— The exercise —
Turn each line of the listing below into a string in a JSON list, one string per line, with blank lines left out.

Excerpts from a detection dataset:
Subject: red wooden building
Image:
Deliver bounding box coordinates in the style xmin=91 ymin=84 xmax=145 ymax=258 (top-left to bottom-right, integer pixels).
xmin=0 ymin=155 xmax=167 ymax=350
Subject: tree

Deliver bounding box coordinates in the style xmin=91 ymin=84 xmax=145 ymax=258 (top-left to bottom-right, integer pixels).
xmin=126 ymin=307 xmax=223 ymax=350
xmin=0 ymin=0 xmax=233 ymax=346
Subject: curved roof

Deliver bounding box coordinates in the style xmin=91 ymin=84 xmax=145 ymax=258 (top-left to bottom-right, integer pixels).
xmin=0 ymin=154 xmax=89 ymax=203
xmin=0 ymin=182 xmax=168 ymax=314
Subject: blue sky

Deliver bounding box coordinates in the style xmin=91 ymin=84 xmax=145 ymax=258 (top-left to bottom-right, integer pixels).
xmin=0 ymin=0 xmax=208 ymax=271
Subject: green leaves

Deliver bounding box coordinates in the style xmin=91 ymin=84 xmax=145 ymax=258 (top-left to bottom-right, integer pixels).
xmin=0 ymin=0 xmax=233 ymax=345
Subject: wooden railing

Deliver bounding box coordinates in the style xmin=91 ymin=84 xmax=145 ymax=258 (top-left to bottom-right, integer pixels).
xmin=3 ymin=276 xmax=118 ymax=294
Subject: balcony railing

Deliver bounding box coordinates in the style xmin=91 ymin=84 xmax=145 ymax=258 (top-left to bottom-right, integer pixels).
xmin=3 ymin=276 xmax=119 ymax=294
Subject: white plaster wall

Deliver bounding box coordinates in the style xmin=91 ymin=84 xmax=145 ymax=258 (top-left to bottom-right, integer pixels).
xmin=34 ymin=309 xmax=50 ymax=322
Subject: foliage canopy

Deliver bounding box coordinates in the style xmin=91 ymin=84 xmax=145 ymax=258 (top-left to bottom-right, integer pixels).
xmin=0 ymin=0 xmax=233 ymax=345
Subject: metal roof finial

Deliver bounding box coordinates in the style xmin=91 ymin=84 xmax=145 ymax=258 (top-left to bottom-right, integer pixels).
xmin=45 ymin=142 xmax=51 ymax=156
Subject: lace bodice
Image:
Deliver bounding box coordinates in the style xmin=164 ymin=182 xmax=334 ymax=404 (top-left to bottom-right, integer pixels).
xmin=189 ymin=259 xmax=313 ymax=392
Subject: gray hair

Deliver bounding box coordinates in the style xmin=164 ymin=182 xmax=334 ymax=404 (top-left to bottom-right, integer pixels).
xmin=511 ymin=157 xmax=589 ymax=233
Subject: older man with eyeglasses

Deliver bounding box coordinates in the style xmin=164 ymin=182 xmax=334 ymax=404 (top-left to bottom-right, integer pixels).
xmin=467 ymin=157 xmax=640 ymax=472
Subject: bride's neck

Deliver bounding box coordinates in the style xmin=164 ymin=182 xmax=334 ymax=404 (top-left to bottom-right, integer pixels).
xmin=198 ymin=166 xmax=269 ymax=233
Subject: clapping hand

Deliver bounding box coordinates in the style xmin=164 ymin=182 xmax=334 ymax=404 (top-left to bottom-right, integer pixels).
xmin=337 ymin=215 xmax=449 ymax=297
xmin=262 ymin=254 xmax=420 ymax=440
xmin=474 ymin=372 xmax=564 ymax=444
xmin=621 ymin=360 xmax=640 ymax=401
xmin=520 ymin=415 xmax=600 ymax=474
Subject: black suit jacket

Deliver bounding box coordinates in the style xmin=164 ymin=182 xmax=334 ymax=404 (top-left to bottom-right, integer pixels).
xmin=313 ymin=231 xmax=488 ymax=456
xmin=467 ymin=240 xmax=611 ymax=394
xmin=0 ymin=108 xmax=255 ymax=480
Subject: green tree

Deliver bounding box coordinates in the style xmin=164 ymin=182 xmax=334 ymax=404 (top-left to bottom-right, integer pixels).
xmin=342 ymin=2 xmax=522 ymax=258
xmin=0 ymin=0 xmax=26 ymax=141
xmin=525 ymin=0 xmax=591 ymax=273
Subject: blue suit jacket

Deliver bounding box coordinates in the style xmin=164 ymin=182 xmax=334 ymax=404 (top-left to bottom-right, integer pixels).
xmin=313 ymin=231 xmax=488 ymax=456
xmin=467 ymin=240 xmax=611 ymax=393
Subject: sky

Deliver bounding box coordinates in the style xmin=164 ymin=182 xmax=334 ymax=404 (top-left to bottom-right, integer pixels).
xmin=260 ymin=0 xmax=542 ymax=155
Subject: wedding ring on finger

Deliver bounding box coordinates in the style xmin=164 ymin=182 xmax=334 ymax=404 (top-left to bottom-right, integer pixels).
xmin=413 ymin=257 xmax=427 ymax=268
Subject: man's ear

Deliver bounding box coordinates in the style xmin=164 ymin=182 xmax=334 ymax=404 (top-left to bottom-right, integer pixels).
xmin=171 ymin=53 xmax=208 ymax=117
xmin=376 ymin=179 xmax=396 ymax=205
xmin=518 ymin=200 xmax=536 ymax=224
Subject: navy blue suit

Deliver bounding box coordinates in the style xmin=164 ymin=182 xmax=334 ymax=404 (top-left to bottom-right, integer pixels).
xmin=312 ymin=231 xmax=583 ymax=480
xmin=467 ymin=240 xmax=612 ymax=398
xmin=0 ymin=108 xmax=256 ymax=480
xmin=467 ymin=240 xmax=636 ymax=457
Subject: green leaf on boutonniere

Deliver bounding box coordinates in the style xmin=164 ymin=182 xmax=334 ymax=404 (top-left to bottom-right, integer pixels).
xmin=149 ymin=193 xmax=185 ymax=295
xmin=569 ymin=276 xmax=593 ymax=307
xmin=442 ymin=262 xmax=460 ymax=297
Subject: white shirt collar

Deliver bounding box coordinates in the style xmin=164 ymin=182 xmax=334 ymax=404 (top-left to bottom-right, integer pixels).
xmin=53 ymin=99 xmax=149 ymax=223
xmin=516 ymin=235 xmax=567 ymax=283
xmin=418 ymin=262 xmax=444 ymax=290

— Full answer —
[
  "Subject: red wooden building",
  "Image:",
  "Deliver bounding box coordinates in the style xmin=91 ymin=84 xmax=145 ymax=258 (top-left to bottom-right, integer pixels).",
  "xmin=0 ymin=155 xmax=167 ymax=350",
  "Subject: tree",
  "Deliver bounding box coordinates in the style xmin=91 ymin=84 xmax=145 ymax=258 (top-left to bottom-right, integer pixels).",
  "xmin=126 ymin=307 xmax=223 ymax=350",
  "xmin=0 ymin=0 xmax=233 ymax=346",
  "Subject: curved roof",
  "Deliver bounding box coordinates in the style xmin=91 ymin=84 xmax=145 ymax=258 (top-left to bottom-right, integer pixels).",
  "xmin=0 ymin=154 xmax=89 ymax=203",
  "xmin=0 ymin=182 xmax=168 ymax=314",
  "Subject: blue sky",
  "Deliver bounding box coordinates in the style xmin=91 ymin=84 xmax=145 ymax=258 (top-left to bottom-right, integer pixels).",
  "xmin=0 ymin=0 xmax=208 ymax=271",
  "Subject: green leaves",
  "Deliver bounding box coordinates in the style xmin=91 ymin=84 xmax=145 ymax=258 (top-left to bottom-right, integer pixels).",
  "xmin=0 ymin=0 xmax=233 ymax=345",
  "Subject: wooden railing",
  "Deliver bounding box coordinates in the style xmin=91 ymin=84 xmax=145 ymax=258 (top-left to bottom-right, integer pixels).",
  "xmin=3 ymin=276 xmax=118 ymax=294",
  "Subject: balcony railing",
  "Deliver bounding box coordinates in the style xmin=91 ymin=84 xmax=145 ymax=258 (top-left to bottom-right, integer pixels).",
  "xmin=3 ymin=276 xmax=119 ymax=294",
  "Subject: white plaster wall",
  "Deliver bounding box coordinates in the style xmin=91 ymin=84 xmax=145 ymax=258 (top-left to bottom-right, integer pixels).",
  "xmin=34 ymin=309 xmax=50 ymax=322",
  "Subject: foliage canopy",
  "Deliver bounding box coordinates in the style xmin=91 ymin=84 xmax=145 ymax=258 (top-left to bottom-right, integer pixels).",
  "xmin=0 ymin=0 xmax=233 ymax=345",
  "Subject: metal roof finial",
  "Deliver bounding box coordinates in the style xmin=91 ymin=84 xmax=145 ymax=258 (top-left to bottom-right, integer pixels).",
  "xmin=45 ymin=142 xmax=51 ymax=156",
  "Subject: lace bodice",
  "Image:",
  "Deliver bounding box coordinates in the style xmin=164 ymin=182 xmax=334 ymax=404 (top-left to bottom-right, integer pixels).",
  "xmin=189 ymin=259 xmax=313 ymax=392",
  "Subject: gray hair",
  "Deliver bounding box coordinates in the style xmin=164 ymin=182 xmax=334 ymax=404 (top-left to bottom-right, integer pixels).",
  "xmin=511 ymin=157 xmax=589 ymax=233",
  "Subject: older man with eyeglasses",
  "Deliver bounding box coordinates in the style xmin=164 ymin=182 xmax=334 ymax=404 (top-left to bottom-right, integer pixels).",
  "xmin=467 ymin=157 xmax=640 ymax=472",
  "Subject: bride's neck",
  "Deliver bounding box coordinates in the style xmin=164 ymin=182 xmax=334 ymax=404 (top-left to bottom-right, integer pixels).",
  "xmin=198 ymin=166 xmax=269 ymax=233",
  "Subject: clapping hand",
  "Deliver bounding box coordinates in the style xmin=164 ymin=182 xmax=334 ymax=404 (top-left to bottom-right, integer pixels).",
  "xmin=337 ymin=215 xmax=449 ymax=297",
  "xmin=262 ymin=254 xmax=420 ymax=440",
  "xmin=474 ymin=372 xmax=564 ymax=444",
  "xmin=621 ymin=360 xmax=640 ymax=401",
  "xmin=520 ymin=415 xmax=600 ymax=474",
  "Subject: black suit jacket",
  "Deliver bounding box coordinates in the style xmin=164 ymin=182 xmax=334 ymax=404 (top-left to bottom-right, integer pixels).",
  "xmin=313 ymin=231 xmax=488 ymax=456",
  "xmin=467 ymin=240 xmax=611 ymax=394",
  "xmin=0 ymin=108 xmax=255 ymax=480",
  "Subject: green tree",
  "Deliver bounding box coordinates in the style xmin=164 ymin=182 xmax=334 ymax=404 (top-left to bottom-right, integer pixels).",
  "xmin=342 ymin=2 xmax=522 ymax=258",
  "xmin=0 ymin=0 xmax=26 ymax=141",
  "xmin=525 ymin=0 xmax=591 ymax=273",
  "Subject: blue suit jacket",
  "Deliver bounding box coordinates in the style xmin=164 ymin=182 xmax=334 ymax=404 (top-left to bottom-right, integer pixels).",
  "xmin=313 ymin=231 xmax=488 ymax=456",
  "xmin=467 ymin=240 xmax=611 ymax=393",
  "Subject: sky",
  "Deliver bounding box coordinates in the style xmin=164 ymin=182 xmax=334 ymax=404 (top-left to bottom-right, integer pixels).",
  "xmin=260 ymin=0 xmax=542 ymax=155",
  "Subject: wedding ring on finger",
  "Deliver bounding box coordinates in the style xmin=164 ymin=182 xmax=334 ymax=404 (top-left to bottom-right, integer pixels).",
  "xmin=413 ymin=257 xmax=427 ymax=268",
  "Subject: man's ear",
  "Deliver bounding box coordinates in the style xmin=164 ymin=182 xmax=334 ymax=404 (top-left to bottom-right, integer pixels).",
  "xmin=171 ymin=53 xmax=208 ymax=117",
  "xmin=376 ymin=179 xmax=396 ymax=205",
  "xmin=518 ymin=200 xmax=536 ymax=224",
  "Subject: navy blue suit",
  "Deliver bounding box coordinates in the style xmin=164 ymin=182 xmax=334 ymax=404 (top-left to bottom-right, integer pixels).",
  "xmin=312 ymin=231 xmax=583 ymax=480",
  "xmin=467 ymin=240 xmax=612 ymax=398",
  "xmin=0 ymin=108 xmax=256 ymax=480",
  "xmin=467 ymin=240 xmax=636 ymax=457",
  "Subject: green leaf on boutonniere",
  "Deliver bounding box coordinates in the style xmin=164 ymin=182 xmax=334 ymax=404 (top-left to bottom-right, integer pixels).",
  "xmin=149 ymin=193 xmax=185 ymax=295",
  "xmin=569 ymin=276 xmax=593 ymax=307",
  "xmin=442 ymin=262 xmax=460 ymax=297",
  "Subject: white shirt collar",
  "Deliver bounding box coordinates in the style xmin=164 ymin=182 xmax=334 ymax=404 (top-left to bottom-right, integer pixels).",
  "xmin=53 ymin=99 xmax=149 ymax=223",
  "xmin=516 ymin=235 xmax=567 ymax=283",
  "xmin=418 ymin=262 xmax=444 ymax=290"
]